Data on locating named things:
··········

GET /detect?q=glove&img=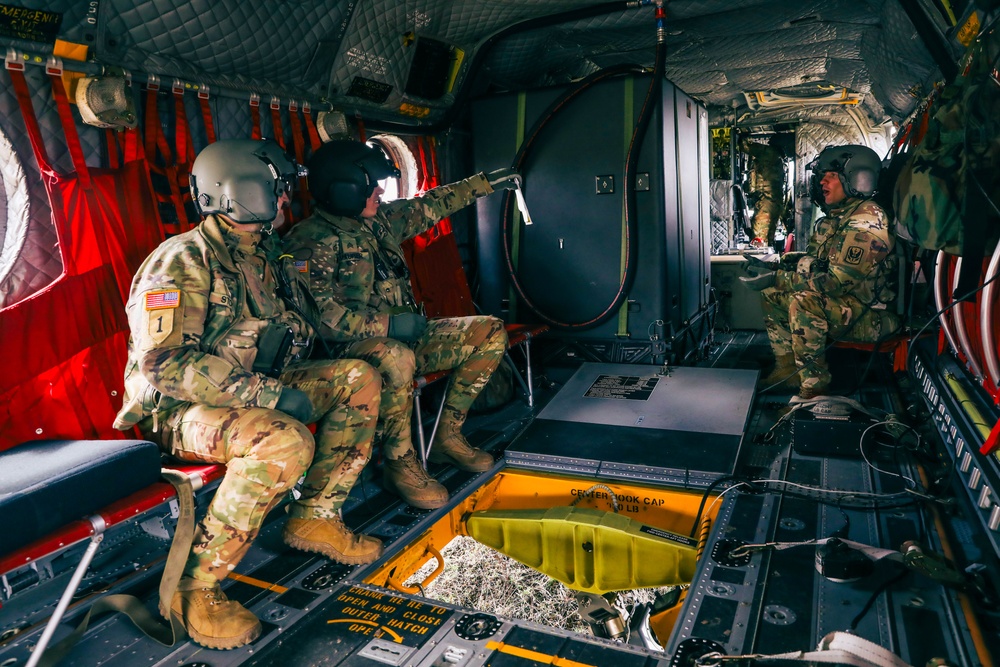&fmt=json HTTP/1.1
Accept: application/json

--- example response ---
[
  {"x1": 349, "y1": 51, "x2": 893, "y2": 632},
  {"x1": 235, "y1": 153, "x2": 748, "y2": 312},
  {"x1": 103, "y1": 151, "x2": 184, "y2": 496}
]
[
  {"x1": 740, "y1": 271, "x2": 778, "y2": 292},
  {"x1": 274, "y1": 387, "x2": 312, "y2": 424},
  {"x1": 486, "y1": 167, "x2": 523, "y2": 190},
  {"x1": 386, "y1": 313, "x2": 427, "y2": 343}
]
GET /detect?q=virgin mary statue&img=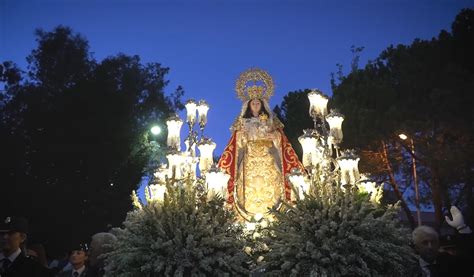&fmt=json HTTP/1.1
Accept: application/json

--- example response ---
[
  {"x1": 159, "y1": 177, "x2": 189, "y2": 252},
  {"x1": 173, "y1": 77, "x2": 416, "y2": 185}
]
[{"x1": 218, "y1": 68, "x2": 303, "y2": 221}]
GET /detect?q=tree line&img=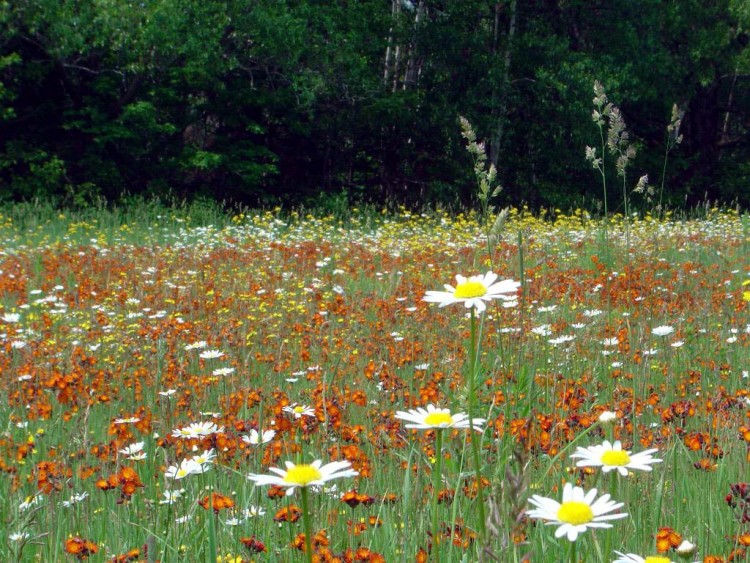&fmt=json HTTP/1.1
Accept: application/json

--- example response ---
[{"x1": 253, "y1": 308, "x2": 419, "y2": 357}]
[{"x1": 0, "y1": 0, "x2": 750, "y2": 210}]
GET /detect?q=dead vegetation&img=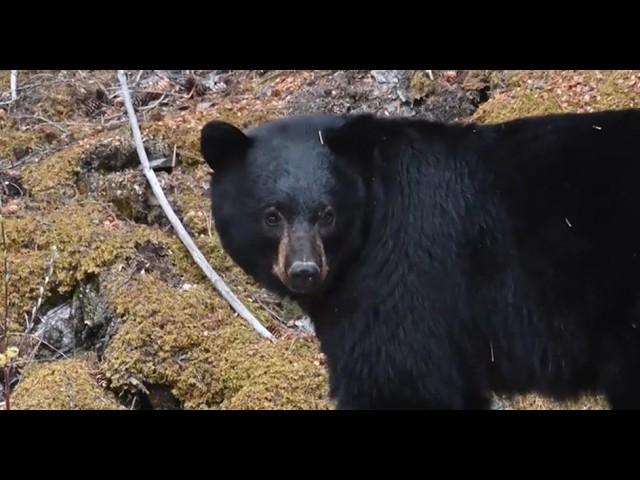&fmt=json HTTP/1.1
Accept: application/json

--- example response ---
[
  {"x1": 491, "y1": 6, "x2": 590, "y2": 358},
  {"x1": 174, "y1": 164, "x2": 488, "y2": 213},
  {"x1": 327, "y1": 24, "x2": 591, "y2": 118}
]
[{"x1": 0, "y1": 71, "x2": 640, "y2": 409}]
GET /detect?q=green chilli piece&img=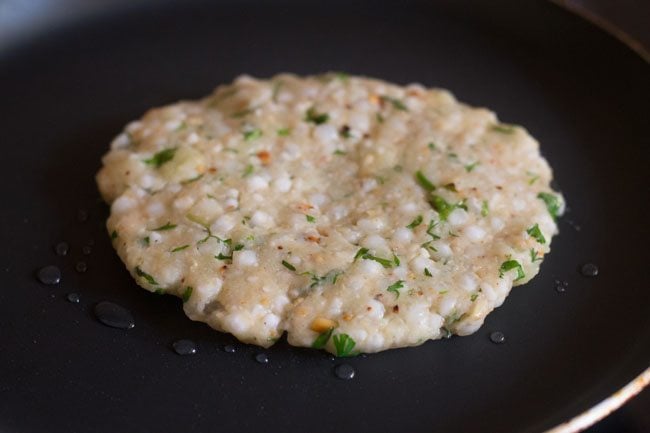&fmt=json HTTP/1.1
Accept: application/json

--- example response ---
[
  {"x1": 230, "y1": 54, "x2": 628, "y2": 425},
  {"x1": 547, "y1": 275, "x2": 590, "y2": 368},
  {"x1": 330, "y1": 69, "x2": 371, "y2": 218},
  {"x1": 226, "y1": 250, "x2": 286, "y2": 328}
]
[
  {"x1": 311, "y1": 328, "x2": 334, "y2": 349},
  {"x1": 386, "y1": 280, "x2": 404, "y2": 299},
  {"x1": 499, "y1": 259, "x2": 526, "y2": 281},
  {"x1": 144, "y1": 147, "x2": 176, "y2": 168}
]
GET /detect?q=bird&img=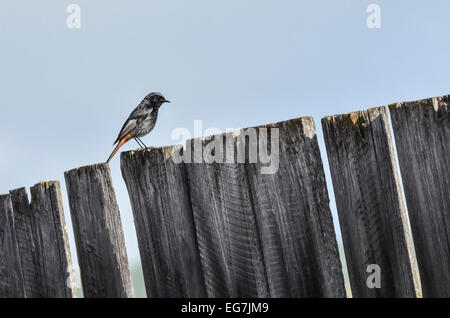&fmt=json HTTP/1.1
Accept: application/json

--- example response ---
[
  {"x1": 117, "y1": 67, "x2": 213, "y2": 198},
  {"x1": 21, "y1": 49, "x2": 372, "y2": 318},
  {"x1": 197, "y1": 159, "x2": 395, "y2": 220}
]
[{"x1": 106, "y1": 92, "x2": 170, "y2": 163}]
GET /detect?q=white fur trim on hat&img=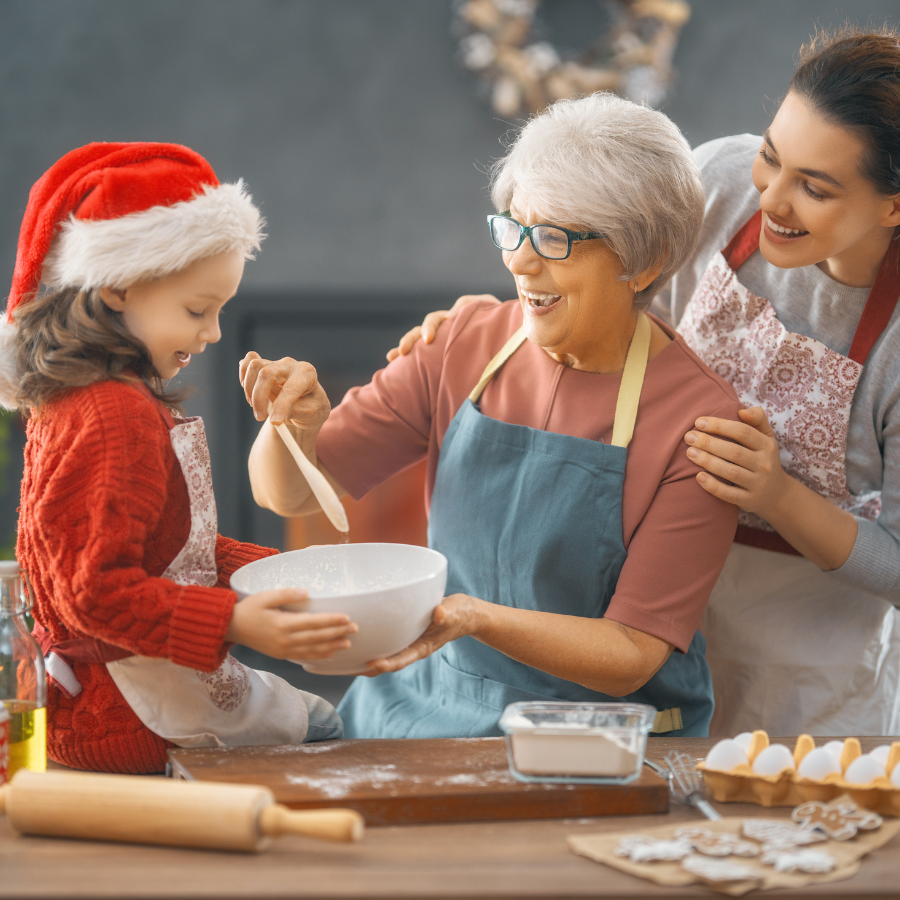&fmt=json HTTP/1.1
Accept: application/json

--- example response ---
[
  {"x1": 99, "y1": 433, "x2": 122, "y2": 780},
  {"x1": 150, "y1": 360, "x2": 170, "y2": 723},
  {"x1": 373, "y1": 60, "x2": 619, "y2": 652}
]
[
  {"x1": 41, "y1": 181, "x2": 265, "y2": 290},
  {"x1": 0, "y1": 313, "x2": 19, "y2": 409}
]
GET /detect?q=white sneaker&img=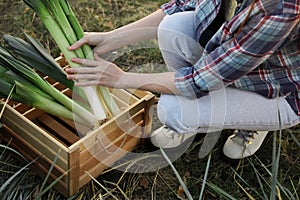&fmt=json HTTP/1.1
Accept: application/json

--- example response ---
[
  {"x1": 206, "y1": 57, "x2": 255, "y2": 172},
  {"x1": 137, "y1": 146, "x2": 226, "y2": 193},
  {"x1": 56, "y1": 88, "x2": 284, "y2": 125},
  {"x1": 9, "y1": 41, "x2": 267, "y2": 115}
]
[
  {"x1": 151, "y1": 125, "x2": 196, "y2": 148},
  {"x1": 223, "y1": 130, "x2": 268, "y2": 159}
]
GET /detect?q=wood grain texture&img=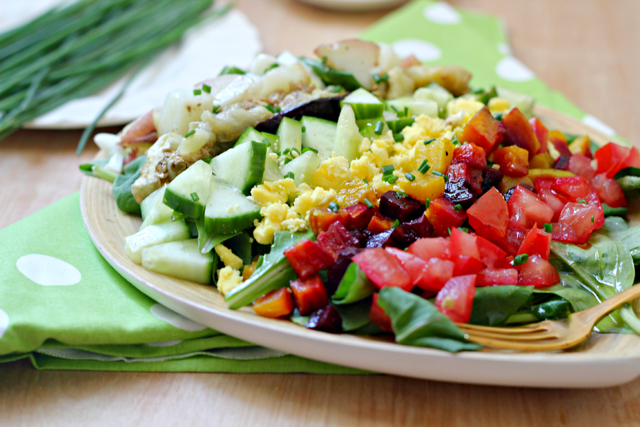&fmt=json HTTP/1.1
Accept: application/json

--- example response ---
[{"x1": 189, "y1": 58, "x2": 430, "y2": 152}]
[{"x1": 0, "y1": 0, "x2": 640, "y2": 427}]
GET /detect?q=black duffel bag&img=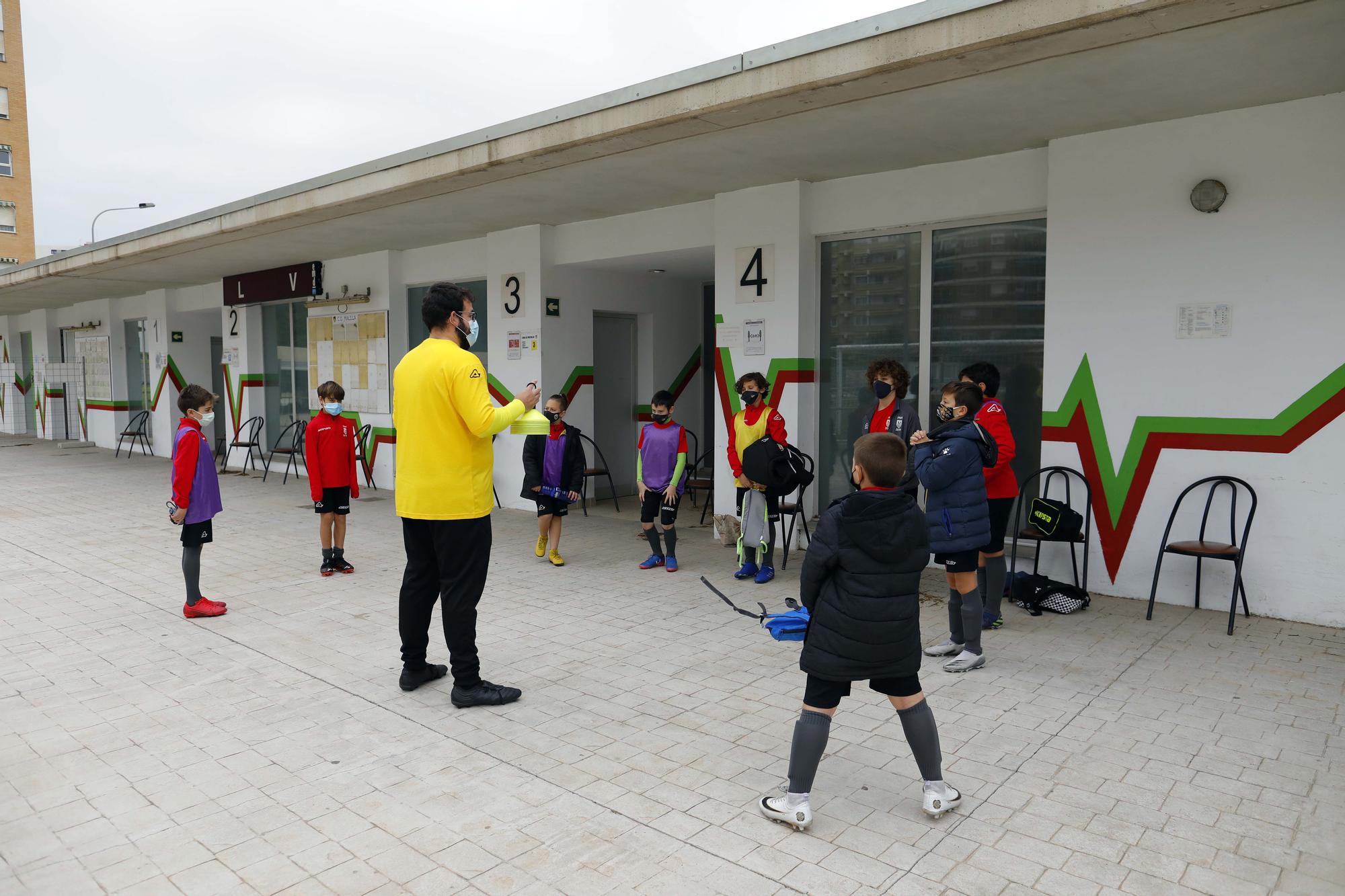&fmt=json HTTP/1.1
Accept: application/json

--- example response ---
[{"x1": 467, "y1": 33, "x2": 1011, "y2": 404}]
[{"x1": 1028, "y1": 498, "x2": 1084, "y2": 541}]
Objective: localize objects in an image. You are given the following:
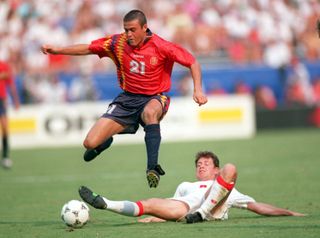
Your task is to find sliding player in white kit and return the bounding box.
[79,151,304,223]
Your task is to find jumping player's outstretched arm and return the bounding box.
[247,202,305,217]
[41,44,93,55]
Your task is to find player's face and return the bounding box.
[196,157,219,181]
[123,19,147,47]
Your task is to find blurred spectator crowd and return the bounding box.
[0,0,320,105]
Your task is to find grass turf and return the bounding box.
[0,129,320,238]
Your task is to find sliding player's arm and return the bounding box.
[41,44,93,55]
[247,202,305,216]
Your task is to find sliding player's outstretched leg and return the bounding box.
[144,124,165,188]
[79,186,143,217]
[83,137,113,162]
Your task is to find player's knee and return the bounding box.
[83,138,98,149]
[142,107,158,124]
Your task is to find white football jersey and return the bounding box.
[171,180,255,220]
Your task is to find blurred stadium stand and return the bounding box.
[0,0,320,124]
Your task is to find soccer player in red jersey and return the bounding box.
[0,61,19,168]
[42,10,207,187]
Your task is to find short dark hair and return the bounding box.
[195,151,220,168]
[123,10,147,27]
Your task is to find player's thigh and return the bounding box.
[0,114,8,135]
[141,99,163,124]
[141,198,189,220]
[84,117,125,148]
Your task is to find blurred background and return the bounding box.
[0,0,320,131]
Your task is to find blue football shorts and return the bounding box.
[0,99,7,116]
[102,92,170,134]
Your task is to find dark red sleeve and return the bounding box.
[89,37,111,58]
[161,41,195,68]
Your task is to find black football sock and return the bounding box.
[94,136,113,154]
[144,124,161,170]
[2,136,9,158]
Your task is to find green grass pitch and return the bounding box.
[0,129,320,238]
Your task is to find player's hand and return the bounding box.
[41,45,58,55]
[138,216,166,223]
[193,91,208,106]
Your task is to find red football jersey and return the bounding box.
[89,30,195,95]
[0,61,13,99]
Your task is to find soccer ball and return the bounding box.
[61,200,89,228]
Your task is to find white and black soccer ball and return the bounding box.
[61,200,89,228]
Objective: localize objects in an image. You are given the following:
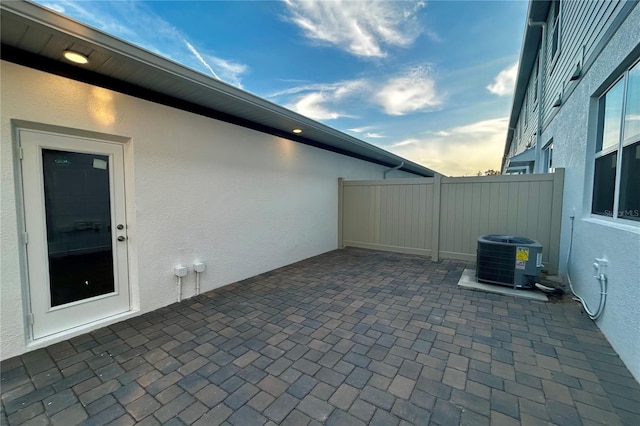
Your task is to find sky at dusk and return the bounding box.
[38,0,527,176]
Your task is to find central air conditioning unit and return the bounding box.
[476,234,542,288]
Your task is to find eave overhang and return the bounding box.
[502,0,551,168]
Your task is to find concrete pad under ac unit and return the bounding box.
[458,269,549,302]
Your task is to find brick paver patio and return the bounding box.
[1,249,640,426]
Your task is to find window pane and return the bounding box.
[618,142,640,221]
[591,152,618,216]
[624,64,640,140]
[596,79,624,151]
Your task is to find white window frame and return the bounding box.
[590,60,640,227]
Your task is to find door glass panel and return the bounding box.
[42,149,115,307]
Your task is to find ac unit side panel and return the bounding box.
[476,243,516,286]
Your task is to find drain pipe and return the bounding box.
[528,20,547,173]
[382,161,404,179]
[567,216,607,321]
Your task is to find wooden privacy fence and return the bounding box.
[338,168,564,274]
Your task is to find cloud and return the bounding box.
[37,0,247,87]
[289,92,342,120]
[374,67,441,115]
[267,80,367,120]
[347,126,387,139]
[487,62,518,96]
[385,117,509,176]
[284,0,425,58]
[267,66,441,120]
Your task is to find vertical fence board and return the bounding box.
[338,169,564,273]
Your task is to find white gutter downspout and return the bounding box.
[529,20,547,173]
[382,161,404,179]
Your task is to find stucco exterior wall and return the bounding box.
[543,7,640,380]
[0,61,415,359]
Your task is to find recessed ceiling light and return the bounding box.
[62,50,89,64]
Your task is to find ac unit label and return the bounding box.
[516,247,529,262]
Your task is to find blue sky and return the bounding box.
[33,0,527,176]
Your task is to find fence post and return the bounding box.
[338,178,344,249]
[431,174,442,262]
[549,168,564,275]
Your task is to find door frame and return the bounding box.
[11,119,140,342]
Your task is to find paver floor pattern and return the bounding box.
[1,248,640,426]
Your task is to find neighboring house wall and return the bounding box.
[504,1,640,380]
[0,61,415,359]
[341,169,564,274]
[508,0,626,172]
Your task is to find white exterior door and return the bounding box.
[19,129,130,339]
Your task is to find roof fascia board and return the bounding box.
[0,1,439,177]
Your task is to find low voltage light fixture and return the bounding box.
[62,50,89,65]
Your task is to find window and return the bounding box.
[591,63,640,222]
[551,0,560,61]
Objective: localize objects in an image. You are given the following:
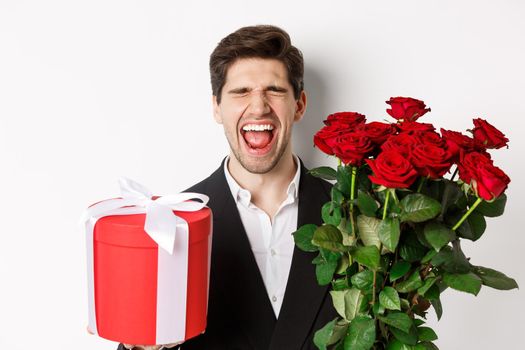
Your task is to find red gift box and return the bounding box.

··········

Task goal — Copy everything from the line containing "Your task is to find low" down through the end of the data, substituting "enclosing rectangle" for "bounding box" and leaving all else unchanged. Omit the pictures from your answer.

Completed exercise —
Your task is to find low voltage light fixture and return the enclosing rectangle.
[62,50,89,65]
Your task is to find window and return the enclosing rectangle.
[591,63,640,222]
[551,0,560,61]
Objective: localize objects in an image. You are given the following:
Your task is to find red gift box and return the enclosing rectangle.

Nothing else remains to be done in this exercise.